#### [To be done]
Locate each line in the entries below that contains the word "picnic", and copy those lines.

#### [Data]
--

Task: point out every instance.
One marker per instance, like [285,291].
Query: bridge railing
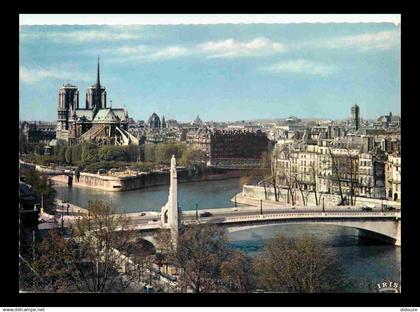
[300,215]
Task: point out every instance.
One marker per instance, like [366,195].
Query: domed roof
[154,117]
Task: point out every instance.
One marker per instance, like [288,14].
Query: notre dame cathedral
[95,123]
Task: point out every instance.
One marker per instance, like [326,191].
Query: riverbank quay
[127,181]
[253,194]
[64,207]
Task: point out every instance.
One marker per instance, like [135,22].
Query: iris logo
[389,287]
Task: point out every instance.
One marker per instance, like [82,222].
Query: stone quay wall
[255,192]
[142,180]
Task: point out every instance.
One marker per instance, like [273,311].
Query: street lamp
[196,211]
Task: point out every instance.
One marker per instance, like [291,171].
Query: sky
[222,72]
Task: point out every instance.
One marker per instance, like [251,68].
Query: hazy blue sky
[221,72]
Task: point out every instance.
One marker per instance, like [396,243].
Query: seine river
[361,258]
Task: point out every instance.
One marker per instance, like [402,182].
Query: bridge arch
[386,231]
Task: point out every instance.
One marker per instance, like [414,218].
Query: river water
[361,258]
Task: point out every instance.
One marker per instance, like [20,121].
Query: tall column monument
[169,212]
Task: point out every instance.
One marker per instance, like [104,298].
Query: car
[148,289]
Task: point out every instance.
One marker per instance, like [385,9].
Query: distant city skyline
[220,72]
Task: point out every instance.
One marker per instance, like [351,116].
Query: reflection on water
[207,194]
[361,258]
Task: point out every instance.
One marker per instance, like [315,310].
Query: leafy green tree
[68,155]
[39,148]
[87,261]
[206,262]
[42,188]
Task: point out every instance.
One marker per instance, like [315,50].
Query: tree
[42,189]
[92,258]
[299,266]
[68,155]
[205,260]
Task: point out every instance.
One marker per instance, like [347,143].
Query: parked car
[148,289]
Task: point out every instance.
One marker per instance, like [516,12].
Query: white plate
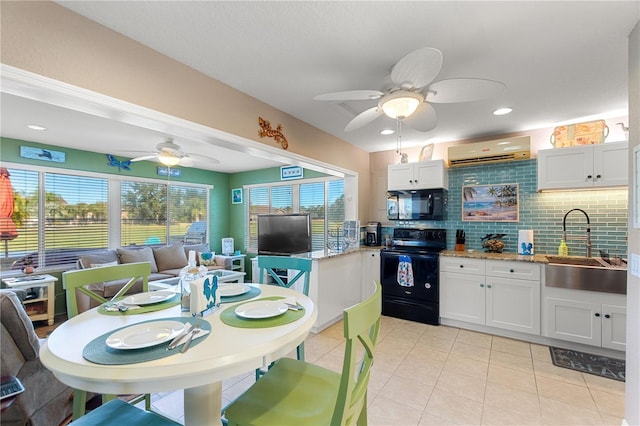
[149,298]
[227,290]
[145,335]
[261,309]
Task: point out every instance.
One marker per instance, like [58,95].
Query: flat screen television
[284,234]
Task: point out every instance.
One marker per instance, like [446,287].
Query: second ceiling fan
[410,97]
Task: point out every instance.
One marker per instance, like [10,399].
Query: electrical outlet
[634,265]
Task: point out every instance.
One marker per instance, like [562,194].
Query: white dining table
[226,352]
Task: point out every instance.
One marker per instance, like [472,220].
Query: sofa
[166,262]
[45,401]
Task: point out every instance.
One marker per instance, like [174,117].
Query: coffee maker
[373,234]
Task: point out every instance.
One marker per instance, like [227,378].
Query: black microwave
[419,204]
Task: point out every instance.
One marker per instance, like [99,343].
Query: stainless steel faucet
[587,238]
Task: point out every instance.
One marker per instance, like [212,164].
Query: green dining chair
[275,267]
[79,280]
[299,393]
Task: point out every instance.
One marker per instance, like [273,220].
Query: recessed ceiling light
[502,111]
[36,127]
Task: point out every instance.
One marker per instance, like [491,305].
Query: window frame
[114,183]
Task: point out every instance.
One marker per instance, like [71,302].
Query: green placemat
[253,292]
[175,300]
[229,317]
[97,350]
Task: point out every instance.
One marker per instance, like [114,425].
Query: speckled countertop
[476,254]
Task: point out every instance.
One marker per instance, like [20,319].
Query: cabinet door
[614,327]
[378,203]
[513,304]
[611,165]
[430,174]
[400,176]
[574,321]
[462,265]
[462,297]
[565,168]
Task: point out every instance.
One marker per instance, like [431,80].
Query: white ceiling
[559,60]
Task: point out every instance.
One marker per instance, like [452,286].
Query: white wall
[632,408]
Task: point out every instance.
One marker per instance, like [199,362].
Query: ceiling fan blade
[418,68]
[350,95]
[185,162]
[144,157]
[363,118]
[463,90]
[200,157]
[424,119]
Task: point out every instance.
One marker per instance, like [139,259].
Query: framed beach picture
[490,203]
[236,196]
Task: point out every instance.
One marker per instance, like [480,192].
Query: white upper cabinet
[422,175]
[589,166]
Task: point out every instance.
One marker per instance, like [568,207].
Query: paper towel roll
[525,241]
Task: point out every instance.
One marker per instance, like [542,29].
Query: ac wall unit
[490,152]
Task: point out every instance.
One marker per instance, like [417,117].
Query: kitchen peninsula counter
[477,254]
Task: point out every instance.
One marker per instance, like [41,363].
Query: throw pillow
[97,265]
[142,254]
[207,259]
[170,257]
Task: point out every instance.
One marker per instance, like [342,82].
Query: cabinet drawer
[462,265]
[506,269]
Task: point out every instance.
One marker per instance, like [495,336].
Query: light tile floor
[428,375]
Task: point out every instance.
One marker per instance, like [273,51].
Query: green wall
[94,162]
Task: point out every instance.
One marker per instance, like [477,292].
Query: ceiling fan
[409,98]
[171,154]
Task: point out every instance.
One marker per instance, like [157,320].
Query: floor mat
[603,366]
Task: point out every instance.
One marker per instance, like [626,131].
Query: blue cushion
[118,412]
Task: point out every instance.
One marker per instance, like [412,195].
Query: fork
[196,330]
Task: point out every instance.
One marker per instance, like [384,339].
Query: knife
[176,341]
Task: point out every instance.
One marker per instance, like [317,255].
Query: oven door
[411,276]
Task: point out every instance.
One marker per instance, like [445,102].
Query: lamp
[400,104]
[168,159]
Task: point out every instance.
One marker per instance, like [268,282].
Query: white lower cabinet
[501,294]
[370,271]
[591,318]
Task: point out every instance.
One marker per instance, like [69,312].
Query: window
[322,199]
[147,218]
[59,215]
[56,219]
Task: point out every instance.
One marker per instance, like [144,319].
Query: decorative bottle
[563,250]
[187,274]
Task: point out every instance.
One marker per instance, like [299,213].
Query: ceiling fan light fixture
[502,111]
[168,159]
[400,104]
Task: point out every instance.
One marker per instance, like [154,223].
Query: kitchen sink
[585,273]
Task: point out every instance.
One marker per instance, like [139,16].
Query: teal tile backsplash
[541,212]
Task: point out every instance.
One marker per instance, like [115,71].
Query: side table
[42,305]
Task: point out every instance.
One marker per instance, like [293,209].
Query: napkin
[203,294]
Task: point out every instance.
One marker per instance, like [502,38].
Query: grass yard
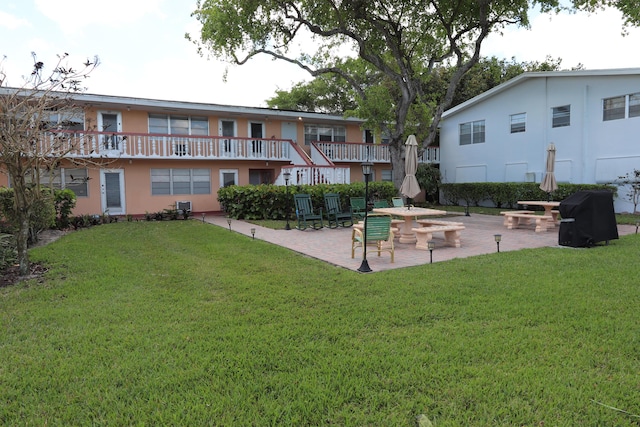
[184,323]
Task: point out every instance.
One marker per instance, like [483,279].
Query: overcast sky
[144,53]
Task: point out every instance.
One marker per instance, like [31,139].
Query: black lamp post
[431,245]
[366,171]
[287,177]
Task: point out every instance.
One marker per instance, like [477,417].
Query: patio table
[548,207]
[408,214]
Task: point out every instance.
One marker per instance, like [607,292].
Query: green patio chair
[307,216]
[397,202]
[336,217]
[379,234]
[358,207]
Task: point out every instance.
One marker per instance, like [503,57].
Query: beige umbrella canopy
[549,184]
[410,187]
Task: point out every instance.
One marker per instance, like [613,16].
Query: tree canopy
[403,41]
[333,95]
[30,115]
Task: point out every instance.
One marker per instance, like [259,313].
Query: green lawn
[183,323]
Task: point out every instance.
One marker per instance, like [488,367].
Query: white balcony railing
[131,145]
[361,152]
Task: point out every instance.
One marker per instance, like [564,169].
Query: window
[68,119]
[180,181]
[324,133]
[228,177]
[472,132]
[634,105]
[178,125]
[616,108]
[518,122]
[260,176]
[74,179]
[561,116]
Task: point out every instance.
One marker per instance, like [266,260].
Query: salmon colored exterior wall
[137,179]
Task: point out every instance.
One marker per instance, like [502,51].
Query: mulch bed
[10,276]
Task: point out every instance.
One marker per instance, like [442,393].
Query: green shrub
[270,201]
[65,201]
[507,194]
[8,251]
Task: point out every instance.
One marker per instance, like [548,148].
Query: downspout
[586,148]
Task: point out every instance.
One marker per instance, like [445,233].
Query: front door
[111,123]
[112,191]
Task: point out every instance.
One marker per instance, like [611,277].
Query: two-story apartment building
[145,155]
[592,117]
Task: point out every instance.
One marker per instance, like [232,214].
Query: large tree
[30,141]
[403,40]
[334,95]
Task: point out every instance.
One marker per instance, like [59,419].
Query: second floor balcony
[112,145]
[154,146]
[352,152]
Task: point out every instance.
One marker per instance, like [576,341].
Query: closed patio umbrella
[549,184]
[410,187]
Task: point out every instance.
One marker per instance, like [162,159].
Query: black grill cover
[588,217]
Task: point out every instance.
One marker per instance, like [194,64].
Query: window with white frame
[472,132]
[74,179]
[70,119]
[180,181]
[561,116]
[634,105]
[228,177]
[178,125]
[324,133]
[518,122]
[621,107]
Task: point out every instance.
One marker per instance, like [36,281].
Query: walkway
[334,245]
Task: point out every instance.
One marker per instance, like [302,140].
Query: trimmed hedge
[270,201]
[507,194]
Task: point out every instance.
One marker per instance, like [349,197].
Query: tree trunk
[22,238]
[396,152]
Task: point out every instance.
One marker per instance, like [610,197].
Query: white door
[111,122]
[112,191]
[290,131]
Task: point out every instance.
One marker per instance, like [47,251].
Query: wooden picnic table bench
[513,219]
[426,222]
[425,234]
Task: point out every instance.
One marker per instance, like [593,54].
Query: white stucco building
[592,117]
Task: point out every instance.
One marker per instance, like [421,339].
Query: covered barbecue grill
[588,217]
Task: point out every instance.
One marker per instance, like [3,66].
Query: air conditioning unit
[182,205]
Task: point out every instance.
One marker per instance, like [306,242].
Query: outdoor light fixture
[287,177]
[431,245]
[366,171]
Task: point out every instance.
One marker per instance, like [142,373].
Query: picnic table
[548,206]
[407,235]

--

#### [Task result]
Query: wooden picnic table bench
Query: picnic table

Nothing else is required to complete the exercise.